# [Document extract]
Timing Attacks Measures execution time of instructions; delays indicate the presence of a debugger.
Breakpoint Detection Scans for hardware and software breakpoints (e.g., 0xCC opcode) set by debuggers.
Exception-Based Techniques Exploits how debuggers handle exceptions (e.g., division by zero or single-step exceptions).
Self-Debugging Malware debugs itself, preventing another debugger from attaching to the process.
PEB Manipulation Checks BeingDebugged and NtGlobalFlag flags in the Process Environment Block for signs of debugging.
Anti-Attachment Techniques Makes it difficult for debuggers to attach, often through process spawning or modifying debugger behavior.
Code Obfuscation Obscures the code to prevent easy analysis, using opaque predicates, inline functions, or anti-disassembly.
Anti-VM Techniques Detects virtual machines (common in malware analysis) using CPUID, hardware, or BIOS checks.
Thread Hiding Techniques Uses NtSetInformationThread() to hide threads from the debugger.
Dynamic Code Loading Loads or decrypts code only at runtime, preventing static analysis and debugging.
Process Forking Spawns child processes and transfers execution, leaving the debugger attached to the inactive parent process.
Kernel Debugger Detection Checks for kernel-level debugging using flags like KdDebuggerEnabled or special I/O control queries.
Deliberate Crashes Intentionally crashes or corrupts memory to disrupt debugger operation and analysis.
Stack Frame Manipulation Alters or destroys stack frames to confuse the debugger and make execution tracing difficult.
Anti-Step Techniques Confuses debugger step commands by injecting or redirecting code execution to non-linear addresses. It modifies the program flow of itself while runnning.

Questions

What is the name of the Windows API function used in a common anti-debugging technique that detects if a debugger is running?

Answer: IsDebuggerPresent

Task 3 - Anti-Debugging using Suspend Thread

SuspendThread is a Windows API function used to pause the execution of a thread in a running process. Besides its main purpose, a malware process uses this function to suspend itself if it recognizes being debugged.

The provided code snippet in this room to conceptualize the idea of suspending the thread if a debugger is found is the following:

#include <windows.h>
#include <string.h>
#include <wchar.h>
#include <tlhelp32.h>
#include <stdio.h>

DWORD g_dwDebuggerProcessId = -1;

BOOL CALLBACK EnumWindowsProc(HWND hwnd, LPARAM dwProcessId)
{
    DWORD dwWindowProcessId;
    GetWindowThreadProcessId(hwnd, &dwWindowProcessId);

    if (dwProcessId == dwWindowProcessId)
    {
  int windowTitleSize = GetWindowTextLengthW(hwnd);
  if ( windowTitleSize <= 0 )

Bounding-box records
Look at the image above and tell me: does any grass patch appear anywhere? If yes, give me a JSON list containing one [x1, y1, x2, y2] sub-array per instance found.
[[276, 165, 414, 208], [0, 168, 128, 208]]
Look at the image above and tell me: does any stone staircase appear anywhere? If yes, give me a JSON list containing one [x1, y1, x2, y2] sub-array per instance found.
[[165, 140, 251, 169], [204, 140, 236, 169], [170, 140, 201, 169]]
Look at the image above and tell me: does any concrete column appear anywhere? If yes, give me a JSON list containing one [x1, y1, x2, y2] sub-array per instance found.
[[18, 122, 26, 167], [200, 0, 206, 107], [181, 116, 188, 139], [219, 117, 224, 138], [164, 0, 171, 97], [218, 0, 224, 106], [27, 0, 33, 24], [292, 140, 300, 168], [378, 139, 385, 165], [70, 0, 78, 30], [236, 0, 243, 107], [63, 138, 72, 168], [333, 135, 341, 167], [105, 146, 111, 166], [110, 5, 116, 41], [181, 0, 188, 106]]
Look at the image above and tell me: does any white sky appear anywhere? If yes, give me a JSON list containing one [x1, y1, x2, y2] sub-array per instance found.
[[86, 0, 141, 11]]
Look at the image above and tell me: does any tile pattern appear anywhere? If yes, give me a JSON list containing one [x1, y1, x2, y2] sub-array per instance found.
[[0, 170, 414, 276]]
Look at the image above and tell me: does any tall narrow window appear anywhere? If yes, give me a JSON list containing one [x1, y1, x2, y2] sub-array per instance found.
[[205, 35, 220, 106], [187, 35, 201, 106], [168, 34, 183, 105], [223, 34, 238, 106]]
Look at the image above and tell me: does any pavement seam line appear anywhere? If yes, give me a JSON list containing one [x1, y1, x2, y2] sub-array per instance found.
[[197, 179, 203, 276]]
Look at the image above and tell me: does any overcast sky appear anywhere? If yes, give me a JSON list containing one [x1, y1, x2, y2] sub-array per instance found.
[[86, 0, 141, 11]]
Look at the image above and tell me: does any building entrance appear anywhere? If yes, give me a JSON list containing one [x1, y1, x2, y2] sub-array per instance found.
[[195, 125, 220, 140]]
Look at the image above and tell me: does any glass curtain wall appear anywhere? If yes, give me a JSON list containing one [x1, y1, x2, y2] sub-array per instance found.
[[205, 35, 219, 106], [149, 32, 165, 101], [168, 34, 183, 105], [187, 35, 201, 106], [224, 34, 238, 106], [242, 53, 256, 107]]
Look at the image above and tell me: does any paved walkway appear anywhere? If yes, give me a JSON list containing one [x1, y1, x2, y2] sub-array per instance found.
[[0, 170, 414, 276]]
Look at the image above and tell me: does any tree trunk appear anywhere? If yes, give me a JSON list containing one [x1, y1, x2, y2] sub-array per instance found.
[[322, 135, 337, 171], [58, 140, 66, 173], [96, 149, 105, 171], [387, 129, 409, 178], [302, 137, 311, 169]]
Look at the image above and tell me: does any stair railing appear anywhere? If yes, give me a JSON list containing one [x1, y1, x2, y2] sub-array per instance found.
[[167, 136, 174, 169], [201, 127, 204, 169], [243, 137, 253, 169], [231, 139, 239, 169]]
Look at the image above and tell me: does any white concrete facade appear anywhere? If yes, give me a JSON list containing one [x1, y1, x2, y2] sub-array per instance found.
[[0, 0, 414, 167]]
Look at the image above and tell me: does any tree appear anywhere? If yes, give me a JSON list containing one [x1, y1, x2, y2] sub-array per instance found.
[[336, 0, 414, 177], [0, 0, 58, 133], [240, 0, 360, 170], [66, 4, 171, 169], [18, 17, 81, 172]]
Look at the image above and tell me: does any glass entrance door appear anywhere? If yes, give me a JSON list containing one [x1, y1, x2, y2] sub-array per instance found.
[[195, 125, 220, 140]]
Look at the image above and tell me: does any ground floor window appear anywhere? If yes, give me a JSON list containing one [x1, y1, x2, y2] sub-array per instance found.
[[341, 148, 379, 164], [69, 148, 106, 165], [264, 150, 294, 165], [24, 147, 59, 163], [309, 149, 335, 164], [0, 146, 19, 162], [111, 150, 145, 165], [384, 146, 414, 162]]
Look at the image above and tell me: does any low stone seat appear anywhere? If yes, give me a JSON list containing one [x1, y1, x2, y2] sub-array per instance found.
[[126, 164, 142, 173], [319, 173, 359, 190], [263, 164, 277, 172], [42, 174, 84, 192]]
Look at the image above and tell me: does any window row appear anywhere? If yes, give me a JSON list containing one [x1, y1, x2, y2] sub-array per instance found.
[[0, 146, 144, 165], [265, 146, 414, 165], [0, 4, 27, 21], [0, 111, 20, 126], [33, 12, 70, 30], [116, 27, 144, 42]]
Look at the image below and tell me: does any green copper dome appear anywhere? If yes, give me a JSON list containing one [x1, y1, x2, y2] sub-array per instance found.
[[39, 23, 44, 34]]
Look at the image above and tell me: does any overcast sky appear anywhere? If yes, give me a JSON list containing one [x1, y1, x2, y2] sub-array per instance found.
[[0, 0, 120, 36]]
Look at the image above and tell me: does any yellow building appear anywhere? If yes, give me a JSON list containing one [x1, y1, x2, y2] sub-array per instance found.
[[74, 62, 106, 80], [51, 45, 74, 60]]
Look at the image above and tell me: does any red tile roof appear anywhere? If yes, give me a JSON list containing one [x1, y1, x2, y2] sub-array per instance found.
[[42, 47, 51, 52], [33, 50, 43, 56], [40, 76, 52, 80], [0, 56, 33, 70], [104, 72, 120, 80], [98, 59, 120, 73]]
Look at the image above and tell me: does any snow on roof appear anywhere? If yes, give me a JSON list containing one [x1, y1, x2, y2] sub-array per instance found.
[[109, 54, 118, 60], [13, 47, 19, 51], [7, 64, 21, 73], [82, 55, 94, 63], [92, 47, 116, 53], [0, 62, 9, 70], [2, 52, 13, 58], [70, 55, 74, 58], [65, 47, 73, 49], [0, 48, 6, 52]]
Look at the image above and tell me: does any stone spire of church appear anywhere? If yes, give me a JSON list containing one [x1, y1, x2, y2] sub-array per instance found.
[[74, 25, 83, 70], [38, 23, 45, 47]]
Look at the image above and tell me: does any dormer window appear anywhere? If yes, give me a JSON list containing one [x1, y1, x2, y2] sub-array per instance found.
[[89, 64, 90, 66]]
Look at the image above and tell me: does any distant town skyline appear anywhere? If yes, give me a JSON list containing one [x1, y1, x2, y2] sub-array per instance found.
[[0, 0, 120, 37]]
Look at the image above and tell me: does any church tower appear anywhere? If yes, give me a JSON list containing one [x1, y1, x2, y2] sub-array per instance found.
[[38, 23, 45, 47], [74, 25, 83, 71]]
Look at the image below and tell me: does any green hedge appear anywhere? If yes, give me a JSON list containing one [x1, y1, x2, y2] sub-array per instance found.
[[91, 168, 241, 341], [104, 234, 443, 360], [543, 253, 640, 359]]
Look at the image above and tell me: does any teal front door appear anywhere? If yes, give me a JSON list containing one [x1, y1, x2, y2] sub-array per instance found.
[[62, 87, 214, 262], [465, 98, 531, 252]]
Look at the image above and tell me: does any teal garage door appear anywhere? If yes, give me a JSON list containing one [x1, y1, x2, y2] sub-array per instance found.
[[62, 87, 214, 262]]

* * *

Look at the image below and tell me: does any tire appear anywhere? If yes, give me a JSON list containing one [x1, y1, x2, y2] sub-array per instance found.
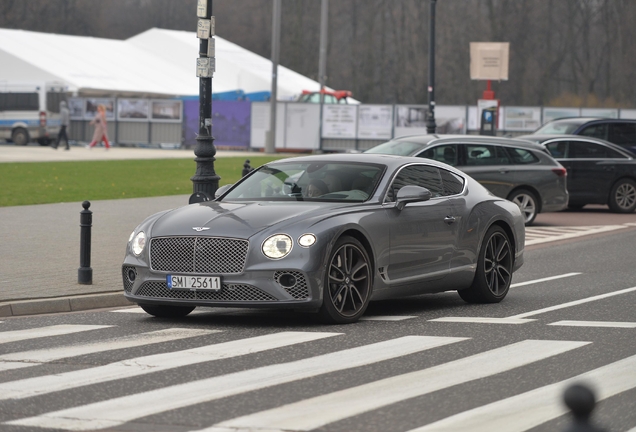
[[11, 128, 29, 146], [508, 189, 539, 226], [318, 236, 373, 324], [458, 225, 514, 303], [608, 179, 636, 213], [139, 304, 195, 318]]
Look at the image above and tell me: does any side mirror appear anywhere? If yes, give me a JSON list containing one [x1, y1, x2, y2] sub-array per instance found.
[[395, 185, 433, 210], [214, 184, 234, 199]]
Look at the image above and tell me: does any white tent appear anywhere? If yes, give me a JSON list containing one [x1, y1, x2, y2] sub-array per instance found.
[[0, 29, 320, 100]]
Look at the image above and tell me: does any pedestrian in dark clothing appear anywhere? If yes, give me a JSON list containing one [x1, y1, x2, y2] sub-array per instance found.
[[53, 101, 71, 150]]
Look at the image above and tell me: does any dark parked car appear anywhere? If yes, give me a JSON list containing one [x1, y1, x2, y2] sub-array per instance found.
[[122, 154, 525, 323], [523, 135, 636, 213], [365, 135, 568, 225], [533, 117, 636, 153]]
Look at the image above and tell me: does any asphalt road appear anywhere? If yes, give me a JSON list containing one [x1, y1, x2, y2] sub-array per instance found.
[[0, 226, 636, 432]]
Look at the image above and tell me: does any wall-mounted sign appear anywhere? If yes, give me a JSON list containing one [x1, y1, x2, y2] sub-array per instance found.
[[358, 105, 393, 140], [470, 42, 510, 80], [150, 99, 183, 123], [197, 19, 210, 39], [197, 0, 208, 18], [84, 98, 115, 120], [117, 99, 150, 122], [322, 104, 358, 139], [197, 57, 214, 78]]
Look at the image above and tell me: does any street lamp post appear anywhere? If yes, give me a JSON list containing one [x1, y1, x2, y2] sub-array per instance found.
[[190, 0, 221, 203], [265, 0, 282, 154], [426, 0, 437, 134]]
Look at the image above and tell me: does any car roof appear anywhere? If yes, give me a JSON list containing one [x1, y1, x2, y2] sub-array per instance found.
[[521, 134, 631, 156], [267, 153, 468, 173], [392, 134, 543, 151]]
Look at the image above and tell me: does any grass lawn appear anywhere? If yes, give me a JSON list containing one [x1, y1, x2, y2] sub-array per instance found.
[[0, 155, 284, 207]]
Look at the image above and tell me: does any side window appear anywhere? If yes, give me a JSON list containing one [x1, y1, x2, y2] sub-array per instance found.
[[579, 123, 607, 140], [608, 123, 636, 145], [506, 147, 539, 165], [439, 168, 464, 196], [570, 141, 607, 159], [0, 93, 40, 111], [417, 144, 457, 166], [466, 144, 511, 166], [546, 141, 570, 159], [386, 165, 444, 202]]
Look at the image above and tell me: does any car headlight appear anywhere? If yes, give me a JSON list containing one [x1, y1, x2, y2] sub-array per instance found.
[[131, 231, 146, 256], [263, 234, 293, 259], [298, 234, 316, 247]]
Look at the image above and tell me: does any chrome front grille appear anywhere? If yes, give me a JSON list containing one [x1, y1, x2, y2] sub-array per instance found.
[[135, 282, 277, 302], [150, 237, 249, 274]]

# [Exercise instructions]
**A.** Answer these questions about the anti-debugging excerpt:
(i) Which function do thread hiding techniques call to hide threads from the debugger?
(ii) Which two flags in the Process Environment Block does PEB manipulation check?
(iii) What does a malware process use SuspendThread to do?
**B.** Carry on the anti-debugging excerpt, beginning right after its final line.

# [Answer list]
**A.**
(i) NtSetInformationThread()
(ii) BeingDebugged and NtGlobalFlag
(iii) Suspend itself if it recognizes being debugged

**B.**
  {
   return TRUE;
  }
  wchar_t* windowTitle = (wchar_t*)malloc((windowTitleSize + 1) * sizeof(wchar_t));
  
        GetWindowTextW(hwnd, windowTitle, windowTitleSize + 1);

  if (wcsstr(windowTitle, L"dbg") != 0 ||
   wcsstr(windowTitle, L"debugger") != 0 )
  {
            g_dwDebuggerProcessId = dwProcessId;
   return FALSE;
  }
 
       return FALSE;
    }

    return TRUE;
}

DWORD IsDebuggerProcess(DWORD dwProcessId)
{
    EnumWindows(EnumWindowsProc, (LPARAM)dwProcessId);
    return g_dwDebuggerProcessId == dwProcessId;
}

DWORD SuspendDebuggerThread()
{
 HANDLE hSnapshot = CreateToolhelp32Snapshot(TH32CS_SNAPTHREAD, 0);
    if (hSnapshot == INVALID_HANDLE_VALUE)
 {
        printf("Failed to create snapshot\n");
        return 1;
    }

    THREADENTRY32 te32;
    te32.dwSize = sizeof(THREADENTRY32);

    if (!Thread32First(hSnapshot, &te32))
 {
        printf("Failed to get first thread\n");
        CloseHandle(hSnapshot);
        return 1;
    }

    do
 {
        HANDLE hThread = OpenThread(THREAD_QUERY_INFORMATION | THREAD_SUSPEND_RESUME, FALSE, te32.th32ThreadID);
        if (hThread != NULL)
  {
            DWORD dwProcessId = GetProcessIdOfThread(hThread);
   if ( IsDebuggerProcess(dwProcessId) )
   {
    printf("Debugger found with pid %i! Suspending!\n", dwProcessId);
    DWORD result = SuspendThread(hThread);
     if ( result == -1 )
    {
     printf("Last error: %i\n", GetLastError());
    }
   }
            CloseHandle(hThread);
        }
    } while (Thread32Next(hSnapshot, &te32));

    CloseHandle(hSnapshot);

    return 0;
}

int main(void)
{
 SuspendDebuggerThread();

 printf("Continuing malicious operation...");
 getchar();
}

In short, this source code would be doing this when running:

  • It enumerates every thread in the Windows system
  • For each thread, it uses EnumWindow to get their window title.
  • If one of these has debugger or dbg in their title, the malware knows a debugger is running.
  • When the debugger has been discovered, the malware calls SuspendThread to stop the debugger from running, which makes it crash.
  • Therefore, the malware continues its activity.

Patching

Pathcing is one of most critical skill required by an analyst. It lets us change the behavior of the binary by changing its instructions.

On the program called suspend-thread.exe, based on the code snippet available above, we will patch the debugger-checking technique to bypass it using x32dbg.

To begin with, we will use the run button or F9 to get to the entry point.

Then, we can Right click -> Search for -> This module -> Intermodular Calls. This will redirect us to the call made by the program.

If we would go to Symbols -> Click on “suspend-thread.exe” -> Search “SuspendThread”, we would be redirected to where the function really is.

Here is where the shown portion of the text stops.